▶ TEXT EXCERPT:
Abstract

Abstract Lo u Is E E Ro RI c H ‘ s Love Medicine (1984)1 is most often classified as a novel. In fact, if we have any doubts about its genre, the title page informs us: “Love Medicine: A Novel by Louise Erdrich.” When asked what they thought about the fact that some reviewers of the “novel” insisted on labeling it a “collection of short stories,” Erdrich and her husband-collaborator Michael Dorris were not particularly interested in the topic. “It’s a novel in that it all moves toward some sort of resolution,” explained Erdrich. “It has a large vision that no one of the stories approaches,” added Dorris.2 In addition, even though half of the fourteen chapters of the first edition had been published previously as short stories in literary journals or popular magazines, Erdrich and Dorris insisted that they had adapted these individual stories significantly in order to create, extend, or enhance thematic, structural, and other literary connections.3 Erdrich, who describes herself as “a person who thought in terms of stories and poems and short-things,” credits Dorris’s influence for how the “book became a novel.”4 “By the time readers get half-way through the book,” noted Dorris, “it should be clear to them that this is not an unrelated, or even a related, set of short stories, but parts of a larger scheme” (Wong, 212). Length, an expansive vision, and some sense of unity seem to inform their notion of what constitutes a novel.

▶ RECORDED DATA:
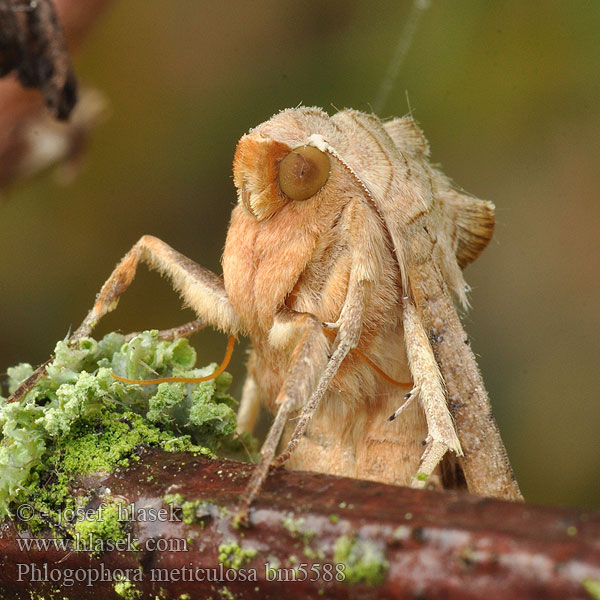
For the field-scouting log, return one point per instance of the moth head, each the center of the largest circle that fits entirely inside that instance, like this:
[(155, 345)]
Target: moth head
[(269, 173)]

▶ WORK ORDER:
Please rewrite the paragraph in the abstract that begins with "Abstract" as a shorter bulleted list that keeps its main facts. The lines are separate material and have no connection to the abstract.

▶ WORKED SOLUTION:
- *Love Medicine* (1984) is usually classified as a novel, and its title page calls it "A Novel by Louise Erdrich."
- Some reviewers called it a collection of short stories. Erdrich and her husband-collaborator Michael Dorris were not especially interested in that question.
- Erdrich said it is a novel because it all moves toward some resolution. Dorris said it has a large vision that none of the stories reaches on its own.
- Half of the first edition's fourteen chapters had already appeared as short stories in literary journals or popular magazines. The authors said they adapted these stories significantly to create thematic, structural, and other literary connections.
- Erdrich, who thought in terms of stories, poems, and short pieces, credits Dorris's influence for the book becoming a novel.
- Dorris said readers should see by the halfway point that the book forms parts of a larger scheme rather than a set of stories.
- Length, an expansive vision, and some sense of unity appear to shape their idea of a novel.